_Box-labeled dataset extracts_
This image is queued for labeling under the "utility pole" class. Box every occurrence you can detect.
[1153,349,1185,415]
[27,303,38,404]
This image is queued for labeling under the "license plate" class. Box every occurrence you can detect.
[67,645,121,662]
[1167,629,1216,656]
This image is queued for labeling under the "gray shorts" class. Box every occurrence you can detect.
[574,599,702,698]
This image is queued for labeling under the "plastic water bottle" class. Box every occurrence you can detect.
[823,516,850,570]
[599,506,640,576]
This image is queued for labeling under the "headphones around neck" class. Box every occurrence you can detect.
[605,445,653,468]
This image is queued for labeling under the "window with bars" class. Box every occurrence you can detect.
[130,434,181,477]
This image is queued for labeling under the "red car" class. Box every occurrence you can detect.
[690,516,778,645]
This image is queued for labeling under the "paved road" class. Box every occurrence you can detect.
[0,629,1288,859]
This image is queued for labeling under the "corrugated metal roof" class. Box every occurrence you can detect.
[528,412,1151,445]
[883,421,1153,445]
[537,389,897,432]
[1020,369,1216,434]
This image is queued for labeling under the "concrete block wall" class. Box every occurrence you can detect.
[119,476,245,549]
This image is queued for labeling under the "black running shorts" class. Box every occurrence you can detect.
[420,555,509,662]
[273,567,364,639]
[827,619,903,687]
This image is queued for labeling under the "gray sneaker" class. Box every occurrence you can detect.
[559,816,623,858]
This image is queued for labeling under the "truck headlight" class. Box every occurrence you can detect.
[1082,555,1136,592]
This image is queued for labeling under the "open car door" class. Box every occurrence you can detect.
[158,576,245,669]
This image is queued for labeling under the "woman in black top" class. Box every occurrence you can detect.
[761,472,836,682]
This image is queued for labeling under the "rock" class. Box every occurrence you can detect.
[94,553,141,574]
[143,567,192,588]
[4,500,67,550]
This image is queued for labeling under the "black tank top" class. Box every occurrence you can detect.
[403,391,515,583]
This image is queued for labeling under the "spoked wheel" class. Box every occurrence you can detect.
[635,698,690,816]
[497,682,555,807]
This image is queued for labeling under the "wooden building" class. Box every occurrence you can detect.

_What you are asked to do_
Rewrite every line of the rows above as a JSON list of strings, with one string per line and blank lines left out.

_Result_
[
  "This image is queued for labeling under the \"utility pole\" class. Box every occurrence you can detect.",
  "[1153,349,1185,415]",
  "[27,303,38,404]",
  "This image is queued for labeling under the \"license plate\" class. Box every occurrence you can detect.",
  "[67,645,121,662]",
  "[1167,629,1216,656]",
  "This image is queued for labeling under the \"gray shorts\" class. Box every occurrence you can detect.",
  "[574,599,702,698]",
  "This image is queued for labeling under the \"plastic water bottle\" class. Box every occurrence you can detect.",
  "[823,516,850,570]",
  "[599,506,640,576]",
  "This image is queued for labeling under the \"headphones around neck\" class. Box every occurrence you can detect.",
  "[605,445,653,468]",
  "This image is queued for labeling under the \"window with bars\" class. Box every occurrence you can detect.",
  "[130,434,181,477]",
  "This image is queued for labeling under the \"red car\" class. Box every occurrence you can detect.",
  "[690,516,778,645]",
  "This image is queued for labeling under the \"paved road\" class. Box every occurrence you can detect.",
  "[0,629,1288,859]",
  "This image is queued for labeling under the \"corrugated metal roof\" class. Box every occurrence you can detect.",
  "[528,412,1151,445]",
  "[883,421,1153,445]",
  "[537,389,897,432]",
  "[1020,369,1216,434]",
  "This image is queued for labeling under the \"concrete block wall\" class. Box every occurrence you can detect.",
  "[119,476,245,549]",
  "This image is queued for labeling under the \"black running shorts\" class. Box every occurrence you can detect.",
  "[420,555,509,662]",
  "[273,567,364,639]",
  "[827,619,903,687]",
  "This image is queued for labeling under the \"gray sneaker\" class. Box every occurrence you can detect.",
  "[559,816,623,858]",
  "This image is queued for labeling under the \"truck headlight\" class. Box every occurrence you can detect.",
  "[1082,555,1136,592]",
  "This image is queued for labeling under the \"open car door\" class. Box every occurrence you can detect.",
  "[158,576,245,669]",
  "This image is queued for labeling under the \"woman in black top\" class. Box every occurrence you can detect.",
  "[761,472,836,682]",
  "This image is queued for labeling under the \"rock\" class. Box every occurrence you can detect.",
  "[94,553,141,574]",
  "[143,567,192,588]",
  "[4,500,67,550]",
  "This image is queued for labeling under the \"black tank top\" class. Box every occurrence you can detect.",
  "[403,391,515,583]",
  "This image is queued for labeling under the \"spoked wheel\" class. Box every occurrence you can detect.",
  "[635,698,690,816]",
  "[497,682,555,807]",
  "This image is queued for labeling under the \"wooden building\" class. Box every occurrence you can detect."
]